═══ Quoted text ═══

Full Year 2013 Financial Results

Revenues in 2013 decreased to $971.8 million, representing a 12.3% year-over-year decline. On a comparable basis, when adjusting for the discontinuation of Canpages directories in 2012, revenues decreased by 10.7% versus last year's results. This decrease is primarily impacted by lower print revenues, as larger advertisers reduce their print advertising spend, alongside a lower advertiser count among smaller, low-spend advertisers.

Digital revenues in 2013 increased 10.6% to $406.3 million, as compared to $367.2 million last year. On a comparable basis, when adjusting for the discontinuation of Canpages directories in 2012, digital revenues grew 12.5% year-over-year. Growth in digital revenues is mainly due to the active migration of traditional media advertisers towards digital products and services and continued adoption of the Yellow Pages™ 360 degrees Solution across Yellow Pages Group's ("YPG's") sales channels.

As at December 31, 2013, the penetration of the Yellow Pages 360 degrees Solution offering among YPG's advertiser base, which is defined as advertisers who purchase three product categories or more, grew to 27.1%. This compares to 16.5% at the end of the same period last year.

═══

_Tasks for this exercise_
1: Please list every line of the listing that contains the string "water", treating uppercase and lowercase as different.
2: Continue the 2013 financial results excerpt after its final sentence.
The listing has no connection to the 2013 financial results excerpt.

═══ Material for the task ═══

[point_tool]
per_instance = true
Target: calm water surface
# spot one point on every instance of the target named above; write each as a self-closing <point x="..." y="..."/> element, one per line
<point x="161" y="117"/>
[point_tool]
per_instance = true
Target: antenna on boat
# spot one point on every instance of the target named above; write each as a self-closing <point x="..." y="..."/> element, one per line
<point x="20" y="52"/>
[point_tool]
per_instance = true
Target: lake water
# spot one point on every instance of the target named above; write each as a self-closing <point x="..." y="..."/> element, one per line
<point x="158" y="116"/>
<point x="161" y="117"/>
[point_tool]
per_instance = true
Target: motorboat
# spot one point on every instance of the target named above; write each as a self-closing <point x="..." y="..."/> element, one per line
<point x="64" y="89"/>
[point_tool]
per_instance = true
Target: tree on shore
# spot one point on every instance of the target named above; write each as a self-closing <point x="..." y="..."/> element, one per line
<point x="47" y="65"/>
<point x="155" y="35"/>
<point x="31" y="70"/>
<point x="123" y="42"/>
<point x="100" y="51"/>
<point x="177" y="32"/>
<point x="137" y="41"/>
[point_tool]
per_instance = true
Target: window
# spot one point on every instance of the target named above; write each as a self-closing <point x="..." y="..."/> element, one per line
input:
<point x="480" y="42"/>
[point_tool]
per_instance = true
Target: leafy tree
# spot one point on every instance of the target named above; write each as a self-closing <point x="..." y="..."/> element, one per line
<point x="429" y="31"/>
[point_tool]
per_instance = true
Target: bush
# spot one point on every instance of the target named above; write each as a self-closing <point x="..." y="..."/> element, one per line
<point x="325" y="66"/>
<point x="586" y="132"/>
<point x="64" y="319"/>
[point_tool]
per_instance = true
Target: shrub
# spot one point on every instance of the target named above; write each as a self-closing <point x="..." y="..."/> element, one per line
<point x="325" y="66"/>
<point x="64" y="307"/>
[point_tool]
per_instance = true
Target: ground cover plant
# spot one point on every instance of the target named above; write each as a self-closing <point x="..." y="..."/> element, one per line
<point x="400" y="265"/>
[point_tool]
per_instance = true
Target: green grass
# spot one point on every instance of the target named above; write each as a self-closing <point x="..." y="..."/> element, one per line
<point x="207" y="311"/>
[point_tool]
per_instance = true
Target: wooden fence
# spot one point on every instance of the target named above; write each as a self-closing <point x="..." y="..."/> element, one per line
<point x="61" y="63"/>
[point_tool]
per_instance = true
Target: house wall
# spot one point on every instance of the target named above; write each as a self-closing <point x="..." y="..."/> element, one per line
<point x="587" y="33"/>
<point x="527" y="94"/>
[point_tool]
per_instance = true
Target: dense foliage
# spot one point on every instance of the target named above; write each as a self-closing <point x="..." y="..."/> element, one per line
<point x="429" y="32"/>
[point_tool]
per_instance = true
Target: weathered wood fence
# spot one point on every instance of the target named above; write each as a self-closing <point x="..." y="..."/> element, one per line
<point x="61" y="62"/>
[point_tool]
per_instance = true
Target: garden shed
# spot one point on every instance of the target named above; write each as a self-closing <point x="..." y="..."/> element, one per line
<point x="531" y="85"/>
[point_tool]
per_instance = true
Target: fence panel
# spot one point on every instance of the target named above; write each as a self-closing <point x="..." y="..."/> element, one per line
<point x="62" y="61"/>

═══

_Answers to the exercises_
1:
Target: calm water surface
Target: lake water

2:
Print revenues declined steadily to reach $565.4 million during 2013, decreasing 23.6% compared to the same period in 2012, as expected.

EBITDA declined to $416.1 million in 2013, as compared to $569.4 million the year prior. The EBITDA margin in 2013 decreased to 42.8% versus 51.4% in 2012, primarily due to revenue pressure, a change in product mix and investments required to advance the Company's digital transformation.

For the year ending December 31, 2013, the Company recorded net earnings of $176.5 million. This compares to a $2 billion net loss for the same period last year. In 2012, the Company recorded an impairment charge of $3.3 billion on its goodwill, and certain of its intangible assets and property, plant and equipment, as well as a gain on settlement of debt of $978.6 million pursuant to its recapitalization. When adjusting for the impairment charge and gain on settlement of debt, the Company recorded net earnings of $182.4 million in 2012. This decrease is due primarily to lower EBITDA, partly offset by lower financial charges, a lower depreciation and amortization expense, and lower restructuring and special charges.

For the year ending December 31, 2013, the Company recorded basic earnings per share of $6.34, which compares to basic earnings per share of $5.76 in 2012 before the impairment charge and gain on settlement of debt.

Free cash flow in 2013 increased to $274.6 million, which compares to $198.3 million in 2012. The increase in free cash flow is attributable to a favourable change in working capital, lower interest and income taxes paid and lower restructuring and special charges, partly offset by higher capital expenditures and lower EBITDA. Capital expenditures in 2013 totaled $66.1 million, up from $40.2 million last year.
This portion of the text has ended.